PASSAGE:
-------------------------

Latin
America drifts East -- Evo Morales stakes Bolivia's future on
China
Pacific
News Service
BUENOS
AIRES
Petroleumworld.com
02 21 06
Evo Morales, a former coca farmer and Aymara Indian, is hoping
Chinese capital will help him develop Bolivia's natural gas resources,
which he has vowed to exploit for the benefit of the country's
poor, indigenous majority. In one of his first actions as Bolivia's
president-elect, Morales skipped the United States and scheduled
a two-day visit to Beijing.
To Latin American
analysts, Morales's choice of China as he angles for investment
is the latest evidence of a trend: The region, once firmly in
the U.S. sphere of influence, is slowly but surely drifting East.
Andres Oppenheimer,
hemispheric affairs columnist for the Miami Herald and El Nuevo
Herald, writes that 2005 will go down in history as "the
year in which the United States lost much of its once almighty
influence in Latin America, and (China) began to play a modest
but rapidly growing role in hemispheric affairs."
Charles Shapiro,
U.S. deputy assistant secretary of state for the Andean Region,
told a congressional committee that "China is an important
new investor in the region as it searches for resources."
He said China's imports from Latin America ($22 billion worth
in 2004) are growing, increasing 16 percent in the first half
of 2005 alone.
It may be
too early to say that China is threatening to supplant U.S. influence
in a region that Washington, D.C., has long treated as its own
bailiwick. But as China's star rises, Latin America is increasingly
looking to Beijing for guidance and investments.
China has
become a blockbuster market for Latin America's mineral and agricultural
exports -- including Chilean copper, Argentine and Brazilian soybeans
and the region's ores and gas resources. China also has demonstrated
a desire to invest in infrastructure projects that Latin America
needs to export more efficiently and reorient itself toward Asia.
China's interest
in Bolivia is motivated by the desire to secure global natural
gas resources. Morales, eager to exploit the second-largest natural
gas reserves in Latin America, would welcome investors like the
Chinese, who understand his desire for a partially nationalized
energy sector and are willing not to meddle in Bolivia's internal
affairs.

-------------------------

STORED DATA:

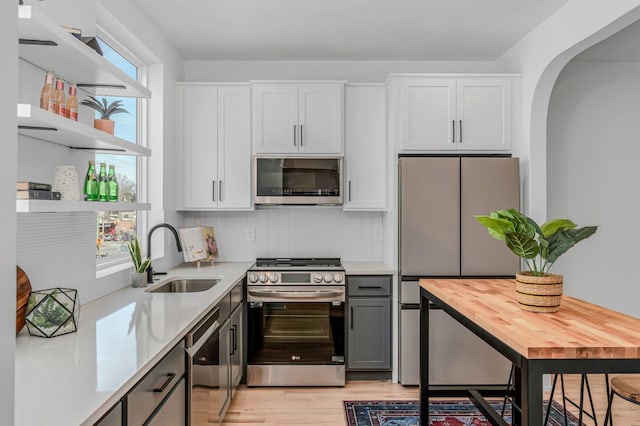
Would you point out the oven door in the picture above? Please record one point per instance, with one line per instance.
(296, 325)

-------------------------

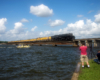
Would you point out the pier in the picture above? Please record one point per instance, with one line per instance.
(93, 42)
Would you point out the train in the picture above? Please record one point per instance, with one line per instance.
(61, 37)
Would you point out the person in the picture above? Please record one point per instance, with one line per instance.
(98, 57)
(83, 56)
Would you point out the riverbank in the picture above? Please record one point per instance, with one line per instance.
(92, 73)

-------------------------

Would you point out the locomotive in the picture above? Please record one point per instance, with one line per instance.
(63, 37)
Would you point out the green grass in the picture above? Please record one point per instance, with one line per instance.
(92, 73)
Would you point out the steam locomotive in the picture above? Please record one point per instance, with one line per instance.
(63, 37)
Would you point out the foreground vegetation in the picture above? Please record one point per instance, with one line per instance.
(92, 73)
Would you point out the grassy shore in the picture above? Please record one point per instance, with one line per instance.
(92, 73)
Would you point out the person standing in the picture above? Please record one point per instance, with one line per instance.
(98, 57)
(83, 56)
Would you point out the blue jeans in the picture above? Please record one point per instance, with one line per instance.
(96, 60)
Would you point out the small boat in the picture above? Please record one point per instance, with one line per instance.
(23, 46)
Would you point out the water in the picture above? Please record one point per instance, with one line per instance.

-------------------------

TO DO:
[A] Answer these about the article on Bolivia and China, one per line:
(i) Which city did Morales schedule a two-day visit to as president-elect?
(ii) According to Shapiro, what were China's imports from Latin America worth in 2004?
(iii) How do Bolivia's natural gas reserves rank in Latin America?
[B] Can you turn the paragraph of the Bolivia and China article that begins "China has become a blockbuster market" into a short bulleted list that keeps its main facts?

RESPONSES TO THE TASKS:
[A]
(i) Beijing
(ii) $22 billion
(iii) Second-largest

[B]
- China is a major market for Latin America's mineral and agricultural exports: Chilean copper, Argentine and Brazilian soybeans, and the region's ores and gas.
- China wants to invest in infrastructure that would help Latin America export more efficiently and reorient itself toward Asia.